* Supplied passage

-----

Mr. Obama said he wanted a new United Nations sanctions resolution against Iran “that has bite,” but he would not embrace the phrase “crippling sanctions” once used by Secretary of State Hillary Rodham Clinton. And he acknowledged the limitations of United Nations action. “We’re not naïve that any single set of sanctions automatically is going to change Iranian behavior,” he said, adding “there’s no light switch in this process.”
In the year since Mr. Obama gave a speech in Prague declaring that he would shift the policy of the United States toward the elimination of nuclear weapons, his staff has been meeting — and arguing — over how to turn that commitment into a workable policy, without undermining the credibility of the country’s nuclear deterrent.
The strategy to be released on Tuesday is months late, partly because Mr. Obama had to adjudicate among advisers who feared he was not changing American policy significantly enough, and those who feared that anything too precipitous could embolden potential adversaries. One senior official said that the new strategy was the product of 150 meetings, including 30 convened by the White House National Security Council, and that even then Mr. Obama had to step in to order rewrites.
He ended up with a document that differed considerably from the one President George W. Bush published in early 2002, just three months after the Sept. 11 attacks. Mr. Bush, too, argued for a post-cold-war rethinking of nuclear deterrence, reducing American reliance on those weapons.
But Mr. Bush’s document also reserved the right to use nuclear weapons “to deter a wide range of threats,” including banned chemical and biological weapons and large-scale conventional attacks. Mr. Obama’s strategy abandons that option — except if the attack is by a nuclear state, or a nonsignatory or violator of the nonproliferation treaty.

-----

* Dataset entries
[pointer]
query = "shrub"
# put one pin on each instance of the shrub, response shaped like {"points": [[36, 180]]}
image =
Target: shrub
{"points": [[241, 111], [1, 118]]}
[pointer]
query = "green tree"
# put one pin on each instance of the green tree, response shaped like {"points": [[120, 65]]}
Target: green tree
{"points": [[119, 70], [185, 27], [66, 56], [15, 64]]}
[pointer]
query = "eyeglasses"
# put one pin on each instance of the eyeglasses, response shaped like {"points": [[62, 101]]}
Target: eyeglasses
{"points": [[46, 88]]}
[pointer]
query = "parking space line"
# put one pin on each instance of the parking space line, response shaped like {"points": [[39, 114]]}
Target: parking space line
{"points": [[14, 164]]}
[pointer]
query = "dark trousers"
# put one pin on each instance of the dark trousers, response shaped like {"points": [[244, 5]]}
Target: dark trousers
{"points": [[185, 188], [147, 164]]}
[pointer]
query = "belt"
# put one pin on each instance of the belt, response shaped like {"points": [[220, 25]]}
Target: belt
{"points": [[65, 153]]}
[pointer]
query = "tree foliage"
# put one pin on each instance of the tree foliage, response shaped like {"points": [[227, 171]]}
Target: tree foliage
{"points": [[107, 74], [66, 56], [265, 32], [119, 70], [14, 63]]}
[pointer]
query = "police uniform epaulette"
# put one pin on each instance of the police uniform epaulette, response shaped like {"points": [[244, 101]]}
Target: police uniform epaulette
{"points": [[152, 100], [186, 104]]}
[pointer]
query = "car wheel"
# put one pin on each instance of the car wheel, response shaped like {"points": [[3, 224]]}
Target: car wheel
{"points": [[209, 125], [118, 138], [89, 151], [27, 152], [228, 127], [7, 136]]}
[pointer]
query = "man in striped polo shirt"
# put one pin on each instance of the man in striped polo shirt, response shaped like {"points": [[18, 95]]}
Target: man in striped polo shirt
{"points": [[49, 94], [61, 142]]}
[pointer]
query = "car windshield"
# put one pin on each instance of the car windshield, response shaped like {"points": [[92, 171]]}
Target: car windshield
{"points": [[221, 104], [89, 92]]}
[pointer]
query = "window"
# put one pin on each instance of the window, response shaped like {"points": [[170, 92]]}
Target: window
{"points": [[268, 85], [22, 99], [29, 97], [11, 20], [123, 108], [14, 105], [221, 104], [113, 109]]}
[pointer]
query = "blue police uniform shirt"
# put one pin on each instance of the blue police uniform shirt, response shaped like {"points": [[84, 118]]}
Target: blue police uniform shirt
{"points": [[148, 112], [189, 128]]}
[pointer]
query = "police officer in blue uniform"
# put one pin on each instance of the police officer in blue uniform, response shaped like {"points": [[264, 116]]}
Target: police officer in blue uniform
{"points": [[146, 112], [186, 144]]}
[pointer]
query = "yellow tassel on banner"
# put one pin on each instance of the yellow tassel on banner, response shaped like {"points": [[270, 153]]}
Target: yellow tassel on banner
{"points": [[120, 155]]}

-----

Please pick up the article on Obama's nuclear strategy above, starting after its last sentence.

* Answer to this exercise
The document to be released Tuesday after months of study led by the Defense Department will declare that “the fundamental role” of nuclear weapons is to deter nuclear attacks on the United States, allies or partners, a narrower presumption than the past. But Mr. Obama rejected the formulation sought by arms control advocates to declare that the “sole role” of nuclear weapons is to deter a nuclear attack.
There are five declared nuclear states — the United States, Britain, France, Russia and China. Three states with nuclear weapons have refused to sign — India, Pakistan and Israel — and North Korea renounced the treaty in 2003. Iran remains a signatory, but the United Nations Security Council has repeatedly found it in violation of its obligations, because it has hidden nuclear plants and refused to answer questions about evidence it was working on a warhead.
In shifting the nuclear deterrent toward combating proliferation and the sale or transfer of nuclear material to terrorists or nonnuclear states, Mr. Obama seized on language developed in the last years of the Bush administration. It had warned North Korea that it would be held “fully accountable” for any transfer of weapons or technology. But the next year, North Korea was caught aiding Syria in building a nuclear reactor but suffered no specific consequence.
Mr. Obama was asked whether the American failure to make North Korea pay a heavy price for the aid to Syria undercut Washington’s credibility.
“I don’t think countries around the world are interested in testing our credibility when it comes to these issues,” he said. He said such activity would leave a country vulnerable to a nuclear strike, and added, “We take that very seriously because we think that set of threats present the most serious security challenge to the United States.”
He indicated that he hoped to use this week’s treaty signing with Russia as a stepping stone toward more ambitious reductions in nuclear arsenals down the road, but suggested that would have to extend beyond the old paradigm of Russian-American relations.
“We are going to pursue opportunities for further reductions in our nuclear posture, working in tandem with Russia but also working in tandem with NATO as a whole,” he said.
An obvious such issue would be the estimated 200 tactical nuclear weapons the United States still has stationed in Western Europe. Russia has called for their removal, and there is growing interest among European nations in such a move as well. But Mr. Obama said he wanted to consult with NATO allies before making such a commitment.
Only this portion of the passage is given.